Nothing but the lines from the one with "Task: indicate the woman in striped" through the last line of the data should be restated, each word for word.

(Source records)

* * * * * * *

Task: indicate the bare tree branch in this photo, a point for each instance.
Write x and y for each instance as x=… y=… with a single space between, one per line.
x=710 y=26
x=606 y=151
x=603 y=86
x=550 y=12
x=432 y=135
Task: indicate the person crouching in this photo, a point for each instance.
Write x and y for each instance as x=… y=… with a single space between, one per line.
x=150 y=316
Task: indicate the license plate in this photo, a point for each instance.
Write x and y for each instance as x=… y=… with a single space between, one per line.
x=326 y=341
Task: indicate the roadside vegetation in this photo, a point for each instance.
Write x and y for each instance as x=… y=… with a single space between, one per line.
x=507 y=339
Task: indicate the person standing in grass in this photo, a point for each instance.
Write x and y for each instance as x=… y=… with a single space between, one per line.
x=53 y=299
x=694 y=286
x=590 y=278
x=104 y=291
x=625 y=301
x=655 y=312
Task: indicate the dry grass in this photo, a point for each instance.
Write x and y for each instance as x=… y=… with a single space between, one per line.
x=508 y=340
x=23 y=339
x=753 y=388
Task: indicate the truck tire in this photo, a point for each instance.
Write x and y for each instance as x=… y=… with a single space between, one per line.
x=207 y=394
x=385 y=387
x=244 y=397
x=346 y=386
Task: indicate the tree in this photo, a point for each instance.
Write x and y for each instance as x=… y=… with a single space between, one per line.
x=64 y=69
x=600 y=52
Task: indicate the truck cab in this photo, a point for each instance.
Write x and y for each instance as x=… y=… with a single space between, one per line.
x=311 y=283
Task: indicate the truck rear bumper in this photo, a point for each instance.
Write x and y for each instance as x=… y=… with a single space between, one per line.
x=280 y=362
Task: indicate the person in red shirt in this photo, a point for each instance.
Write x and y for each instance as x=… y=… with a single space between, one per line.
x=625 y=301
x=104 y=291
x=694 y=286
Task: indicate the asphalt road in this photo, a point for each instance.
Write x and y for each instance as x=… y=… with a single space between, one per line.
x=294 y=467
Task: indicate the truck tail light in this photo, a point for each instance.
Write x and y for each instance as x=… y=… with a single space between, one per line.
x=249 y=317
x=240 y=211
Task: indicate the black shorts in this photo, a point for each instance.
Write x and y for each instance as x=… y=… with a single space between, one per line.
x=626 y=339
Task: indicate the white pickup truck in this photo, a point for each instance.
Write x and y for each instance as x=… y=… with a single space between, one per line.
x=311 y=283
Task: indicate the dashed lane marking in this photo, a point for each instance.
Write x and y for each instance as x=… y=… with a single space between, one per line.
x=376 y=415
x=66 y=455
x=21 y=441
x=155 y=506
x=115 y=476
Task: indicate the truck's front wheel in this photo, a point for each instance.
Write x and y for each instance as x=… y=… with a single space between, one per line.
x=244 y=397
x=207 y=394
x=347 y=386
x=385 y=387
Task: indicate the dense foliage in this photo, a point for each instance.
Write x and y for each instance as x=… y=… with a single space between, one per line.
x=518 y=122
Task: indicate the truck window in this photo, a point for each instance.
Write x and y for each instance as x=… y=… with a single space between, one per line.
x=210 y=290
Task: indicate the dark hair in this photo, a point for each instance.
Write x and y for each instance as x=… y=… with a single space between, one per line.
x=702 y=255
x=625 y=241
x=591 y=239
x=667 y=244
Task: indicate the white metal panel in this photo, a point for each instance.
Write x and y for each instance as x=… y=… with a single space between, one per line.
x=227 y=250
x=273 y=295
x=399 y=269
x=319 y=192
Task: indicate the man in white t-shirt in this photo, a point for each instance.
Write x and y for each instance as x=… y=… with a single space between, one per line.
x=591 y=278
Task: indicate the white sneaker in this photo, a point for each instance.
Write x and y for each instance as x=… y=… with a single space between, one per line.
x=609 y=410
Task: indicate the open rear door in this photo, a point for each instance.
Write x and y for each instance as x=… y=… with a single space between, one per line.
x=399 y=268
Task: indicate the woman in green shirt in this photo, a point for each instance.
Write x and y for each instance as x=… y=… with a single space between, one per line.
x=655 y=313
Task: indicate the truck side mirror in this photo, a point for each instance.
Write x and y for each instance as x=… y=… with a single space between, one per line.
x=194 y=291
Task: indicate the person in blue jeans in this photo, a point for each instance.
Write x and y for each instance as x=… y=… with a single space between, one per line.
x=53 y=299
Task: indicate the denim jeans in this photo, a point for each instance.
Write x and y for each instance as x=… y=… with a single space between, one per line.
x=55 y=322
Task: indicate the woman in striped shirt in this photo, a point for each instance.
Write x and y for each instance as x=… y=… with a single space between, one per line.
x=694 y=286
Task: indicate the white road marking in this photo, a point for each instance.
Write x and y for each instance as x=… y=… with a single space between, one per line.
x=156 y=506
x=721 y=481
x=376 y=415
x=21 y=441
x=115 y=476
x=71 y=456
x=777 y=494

* * * * * * *

> Finished exercise
Task: indicate the woman in striped shirt in this photo, a point for each instance.
Write x and y for each instance as x=… y=… with a single space between, one per line.
x=694 y=286
Task: indicate the white road marking in this photo, a point for each instance.
Write x and y for each instance as x=… y=… with a single space between, one per line.
x=156 y=506
x=721 y=481
x=376 y=415
x=21 y=441
x=115 y=476
x=71 y=456
x=777 y=494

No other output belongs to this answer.